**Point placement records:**

** Start **

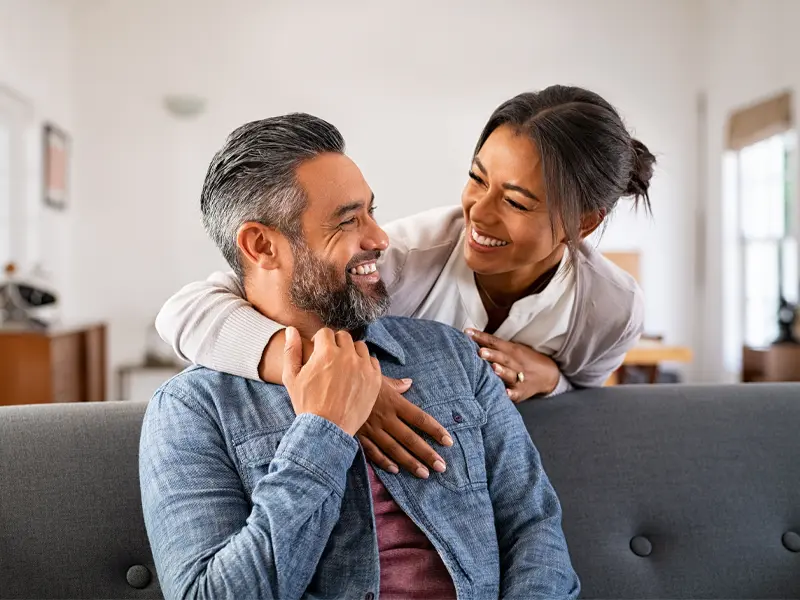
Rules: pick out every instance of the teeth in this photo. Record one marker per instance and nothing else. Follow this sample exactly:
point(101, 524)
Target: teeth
point(367, 269)
point(487, 241)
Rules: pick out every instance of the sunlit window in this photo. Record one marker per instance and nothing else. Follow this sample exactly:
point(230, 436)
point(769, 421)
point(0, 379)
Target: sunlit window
point(768, 248)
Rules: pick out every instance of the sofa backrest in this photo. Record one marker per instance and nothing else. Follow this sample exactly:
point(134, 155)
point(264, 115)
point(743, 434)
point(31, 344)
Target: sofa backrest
point(71, 522)
point(677, 491)
point(667, 491)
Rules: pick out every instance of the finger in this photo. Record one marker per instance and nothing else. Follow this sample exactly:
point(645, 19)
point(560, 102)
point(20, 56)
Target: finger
point(499, 357)
point(509, 376)
point(344, 339)
point(375, 456)
point(362, 350)
point(401, 386)
point(416, 445)
point(486, 340)
point(375, 364)
point(516, 395)
point(419, 419)
point(324, 339)
point(395, 451)
point(292, 355)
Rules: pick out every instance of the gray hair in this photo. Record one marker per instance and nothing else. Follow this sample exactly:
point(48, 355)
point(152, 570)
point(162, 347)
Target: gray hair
point(253, 178)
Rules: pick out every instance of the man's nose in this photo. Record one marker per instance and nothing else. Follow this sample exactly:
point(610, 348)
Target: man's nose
point(375, 239)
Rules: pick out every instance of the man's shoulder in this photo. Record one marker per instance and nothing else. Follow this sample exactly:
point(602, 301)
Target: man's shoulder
point(407, 329)
point(206, 390)
point(197, 382)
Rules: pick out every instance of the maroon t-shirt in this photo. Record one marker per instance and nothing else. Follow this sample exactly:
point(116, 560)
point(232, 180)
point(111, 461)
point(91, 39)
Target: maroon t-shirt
point(410, 565)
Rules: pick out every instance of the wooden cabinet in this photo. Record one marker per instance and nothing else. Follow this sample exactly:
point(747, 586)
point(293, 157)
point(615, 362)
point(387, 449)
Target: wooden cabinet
point(58, 365)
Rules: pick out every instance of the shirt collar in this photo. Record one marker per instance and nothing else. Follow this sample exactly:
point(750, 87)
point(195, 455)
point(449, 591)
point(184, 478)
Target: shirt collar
point(377, 335)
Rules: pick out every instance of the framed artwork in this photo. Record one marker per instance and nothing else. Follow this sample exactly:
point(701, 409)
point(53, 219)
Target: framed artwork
point(56, 167)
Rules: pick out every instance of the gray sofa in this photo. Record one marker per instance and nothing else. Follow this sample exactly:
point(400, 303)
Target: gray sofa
point(668, 492)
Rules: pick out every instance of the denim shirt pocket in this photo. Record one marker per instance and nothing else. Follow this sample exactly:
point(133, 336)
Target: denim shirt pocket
point(463, 418)
point(254, 456)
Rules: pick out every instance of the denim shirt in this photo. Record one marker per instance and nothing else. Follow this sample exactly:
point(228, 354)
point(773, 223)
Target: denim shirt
point(243, 499)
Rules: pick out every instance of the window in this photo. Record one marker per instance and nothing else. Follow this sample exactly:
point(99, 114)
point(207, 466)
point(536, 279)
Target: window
point(767, 247)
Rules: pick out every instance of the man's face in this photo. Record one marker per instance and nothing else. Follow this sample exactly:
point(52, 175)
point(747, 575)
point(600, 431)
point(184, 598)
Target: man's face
point(335, 274)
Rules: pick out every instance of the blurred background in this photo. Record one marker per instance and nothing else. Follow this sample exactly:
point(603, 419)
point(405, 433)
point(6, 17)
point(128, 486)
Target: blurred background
point(110, 111)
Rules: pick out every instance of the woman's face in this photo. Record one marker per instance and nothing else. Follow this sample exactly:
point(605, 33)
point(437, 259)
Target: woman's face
point(508, 225)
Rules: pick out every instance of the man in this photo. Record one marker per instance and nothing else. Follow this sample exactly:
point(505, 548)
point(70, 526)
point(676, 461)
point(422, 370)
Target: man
point(252, 490)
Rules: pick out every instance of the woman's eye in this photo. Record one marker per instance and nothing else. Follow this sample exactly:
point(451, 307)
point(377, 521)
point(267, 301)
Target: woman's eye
point(516, 205)
point(475, 178)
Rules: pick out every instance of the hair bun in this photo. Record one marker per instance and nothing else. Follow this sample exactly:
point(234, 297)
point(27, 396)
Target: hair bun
point(642, 173)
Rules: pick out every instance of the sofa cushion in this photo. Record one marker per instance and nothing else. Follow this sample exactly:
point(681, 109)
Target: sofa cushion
point(676, 491)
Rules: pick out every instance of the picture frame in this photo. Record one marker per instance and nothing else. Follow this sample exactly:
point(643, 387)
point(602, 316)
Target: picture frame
point(55, 167)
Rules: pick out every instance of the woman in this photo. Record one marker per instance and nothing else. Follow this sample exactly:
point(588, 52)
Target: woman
point(510, 267)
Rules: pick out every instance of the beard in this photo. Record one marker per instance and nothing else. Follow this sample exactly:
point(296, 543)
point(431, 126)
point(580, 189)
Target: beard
point(317, 287)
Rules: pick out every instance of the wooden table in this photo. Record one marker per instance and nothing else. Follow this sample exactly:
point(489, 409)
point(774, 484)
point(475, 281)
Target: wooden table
point(59, 364)
point(650, 354)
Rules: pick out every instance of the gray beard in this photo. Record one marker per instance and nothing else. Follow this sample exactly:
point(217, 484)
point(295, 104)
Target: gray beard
point(317, 288)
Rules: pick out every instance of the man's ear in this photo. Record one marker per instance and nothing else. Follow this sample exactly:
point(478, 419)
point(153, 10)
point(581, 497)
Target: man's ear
point(590, 222)
point(259, 245)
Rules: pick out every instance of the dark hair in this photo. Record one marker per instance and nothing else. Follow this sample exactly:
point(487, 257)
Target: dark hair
point(588, 157)
point(253, 178)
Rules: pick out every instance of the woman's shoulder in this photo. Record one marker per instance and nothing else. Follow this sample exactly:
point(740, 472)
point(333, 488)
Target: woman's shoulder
point(428, 230)
point(616, 296)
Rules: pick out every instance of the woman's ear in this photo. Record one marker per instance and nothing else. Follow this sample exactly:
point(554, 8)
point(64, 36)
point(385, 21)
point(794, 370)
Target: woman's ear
point(258, 245)
point(590, 222)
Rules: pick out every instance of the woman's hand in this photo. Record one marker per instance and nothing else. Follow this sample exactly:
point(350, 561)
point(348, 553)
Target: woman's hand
point(389, 440)
point(540, 373)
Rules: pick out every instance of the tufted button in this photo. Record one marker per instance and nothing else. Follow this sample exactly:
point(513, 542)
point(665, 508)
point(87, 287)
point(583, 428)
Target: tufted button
point(641, 546)
point(791, 541)
point(138, 576)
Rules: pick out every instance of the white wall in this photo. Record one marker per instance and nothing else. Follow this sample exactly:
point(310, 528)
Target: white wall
point(752, 50)
point(410, 86)
point(36, 65)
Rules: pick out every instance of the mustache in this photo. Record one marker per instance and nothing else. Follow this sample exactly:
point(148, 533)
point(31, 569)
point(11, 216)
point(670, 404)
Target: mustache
point(362, 258)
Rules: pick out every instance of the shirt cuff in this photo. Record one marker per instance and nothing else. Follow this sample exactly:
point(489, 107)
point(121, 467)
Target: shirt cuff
point(562, 386)
point(320, 447)
point(241, 341)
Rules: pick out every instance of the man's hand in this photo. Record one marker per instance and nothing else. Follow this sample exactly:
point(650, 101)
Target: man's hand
point(340, 381)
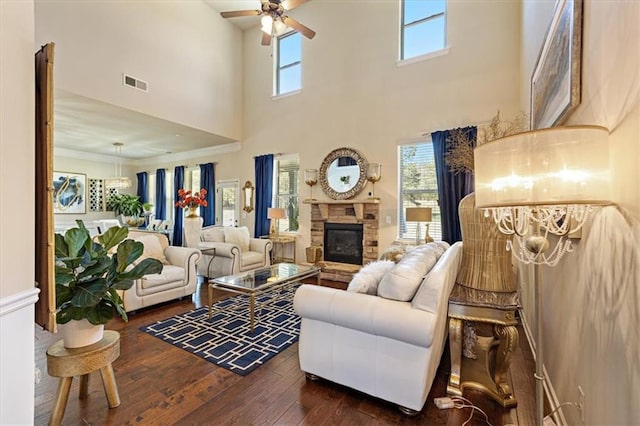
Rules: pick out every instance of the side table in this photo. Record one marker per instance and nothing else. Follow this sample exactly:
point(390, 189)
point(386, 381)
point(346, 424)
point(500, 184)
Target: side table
point(66, 363)
point(280, 242)
point(209, 251)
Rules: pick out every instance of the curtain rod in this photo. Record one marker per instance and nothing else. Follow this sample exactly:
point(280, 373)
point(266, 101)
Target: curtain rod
point(184, 165)
point(478, 125)
point(278, 154)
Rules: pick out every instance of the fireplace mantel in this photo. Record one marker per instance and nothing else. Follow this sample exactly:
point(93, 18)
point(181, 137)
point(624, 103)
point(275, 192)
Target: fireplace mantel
point(366, 212)
point(358, 206)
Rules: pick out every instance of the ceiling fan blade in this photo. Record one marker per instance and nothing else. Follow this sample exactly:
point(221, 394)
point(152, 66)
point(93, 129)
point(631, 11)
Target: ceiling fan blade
point(236, 13)
point(290, 4)
point(290, 22)
point(266, 39)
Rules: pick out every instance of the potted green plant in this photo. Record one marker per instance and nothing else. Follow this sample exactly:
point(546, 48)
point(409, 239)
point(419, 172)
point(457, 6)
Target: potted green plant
point(89, 274)
point(129, 207)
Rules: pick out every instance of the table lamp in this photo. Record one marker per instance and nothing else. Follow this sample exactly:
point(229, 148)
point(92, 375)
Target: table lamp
point(539, 183)
point(275, 214)
point(419, 214)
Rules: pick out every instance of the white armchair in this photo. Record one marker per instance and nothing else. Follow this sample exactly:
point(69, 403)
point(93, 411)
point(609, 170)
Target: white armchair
point(235, 251)
point(177, 279)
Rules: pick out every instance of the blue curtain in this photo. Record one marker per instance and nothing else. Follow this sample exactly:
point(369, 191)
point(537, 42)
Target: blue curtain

** End **

**PROBLEM DETAILS:** Copy out verbatim the part of the records above that opens with the line containing "Rules: pick out every instance of the sofa backrest" and closes with the line containing "point(377, 335)", including both of those lines.

**REPLY TO THE EXERCISE:**
Rules: pick out every instance of the sofa backrest in this photo. Record one marker per instance and nothing else. Follow this sample exactly:
point(134, 155)
point(264, 115)
point(743, 434)
point(31, 344)
Target: sofa backrest
point(71, 522)
point(677, 491)
point(667, 491)
Rules: pick out every instance of the finger in this photo. Record one marker per instance and nothing else. Follow this sample exactly:
point(645, 19)
point(560, 102)
point(20, 56)
Target: finger
point(499, 357)
point(509, 376)
point(344, 339)
point(375, 456)
point(362, 350)
point(401, 386)
point(416, 445)
point(486, 340)
point(375, 364)
point(516, 395)
point(419, 419)
point(324, 339)
point(395, 451)
point(292, 355)
Rules: pick out every instance of the gray hair in this photo. Record one marker per instance and nothing else. Follow this sample exactly:
point(48, 355)
point(152, 570)
point(162, 347)
Target: gray hair
point(253, 178)
Rules: pick out every instance of the man's nose in this photo. Record one marker per instance and nothing else. Follow this sample exactly:
point(610, 348)
Target: man's nose
point(375, 239)
Rules: pick out every instance of the man's shoulder in this photo. Record one marker per instance and nothing else. Follow this sample exactly:
point(602, 301)
Target: man's shoulder
point(407, 329)
point(206, 390)
point(197, 382)
Rules: pick out every instance of the maroon t-shirt in this photo. Record one marker per instance and nothing else. Follow this sample exactly:
point(116, 560)
point(232, 180)
point(111, 461)
point(91, 39)
Target: maroon t-shirt
point(410, 565)
Rules: pick out every instance of the wooden cabinet in this photo. Record one marker per instance and nothing else. Follow this sample exactly:
point(747, 586)
point(293, 157)
point(615, 362)
point(387, 449)
Target: wooden cabinet
point(58, 365)
Rules: pick out every instance of the shirt collar in this photo. Record one marker per instance and nothing else. Follow this sample exactly:
point(750, 87)
point(195, 455)
point(449, 591)
point(184, 478)
Target: shirt collar
point(377, 335)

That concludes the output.